------ Supplied material
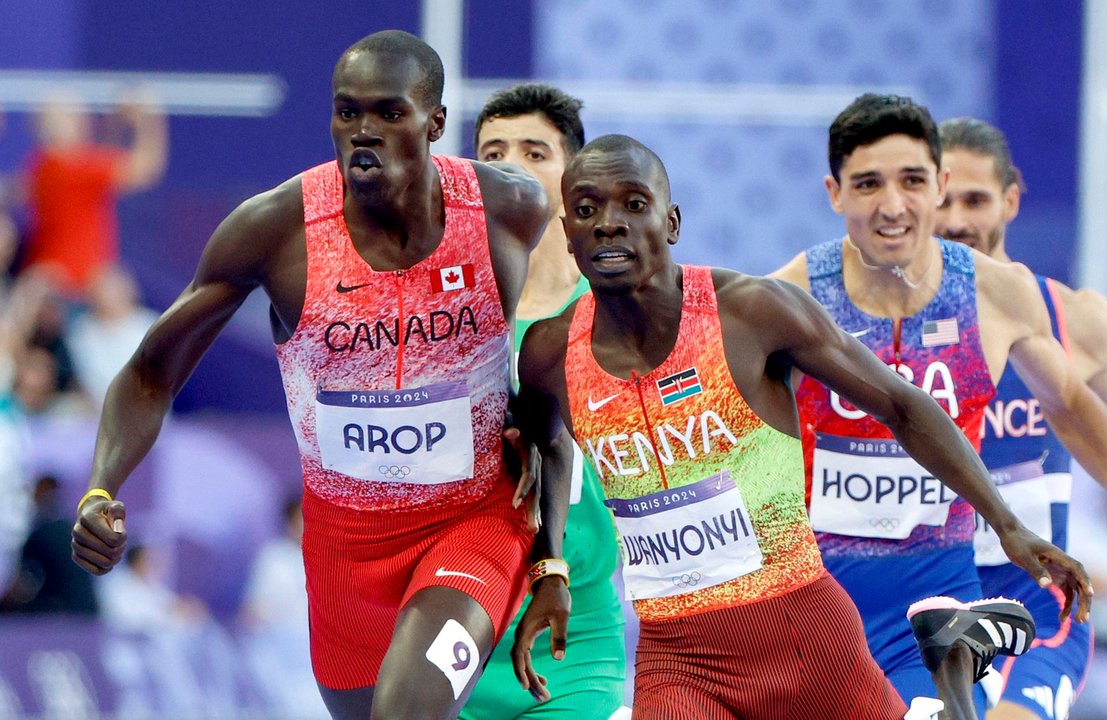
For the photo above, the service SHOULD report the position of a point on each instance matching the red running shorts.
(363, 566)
------------
------ Supplied material
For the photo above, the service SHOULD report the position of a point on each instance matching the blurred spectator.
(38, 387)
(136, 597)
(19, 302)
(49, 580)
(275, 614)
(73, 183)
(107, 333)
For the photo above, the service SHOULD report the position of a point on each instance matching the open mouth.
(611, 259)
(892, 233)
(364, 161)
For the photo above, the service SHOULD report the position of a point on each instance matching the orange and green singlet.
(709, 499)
------------
* **Aim of the task**: Pick out each line of the records that contains the word "green" and copy it. Treat the match as case-sensitive.

* **Result for this task**:
For the photo above, the service SHOULD report the position of a point on each instance matching the orange and green singlet.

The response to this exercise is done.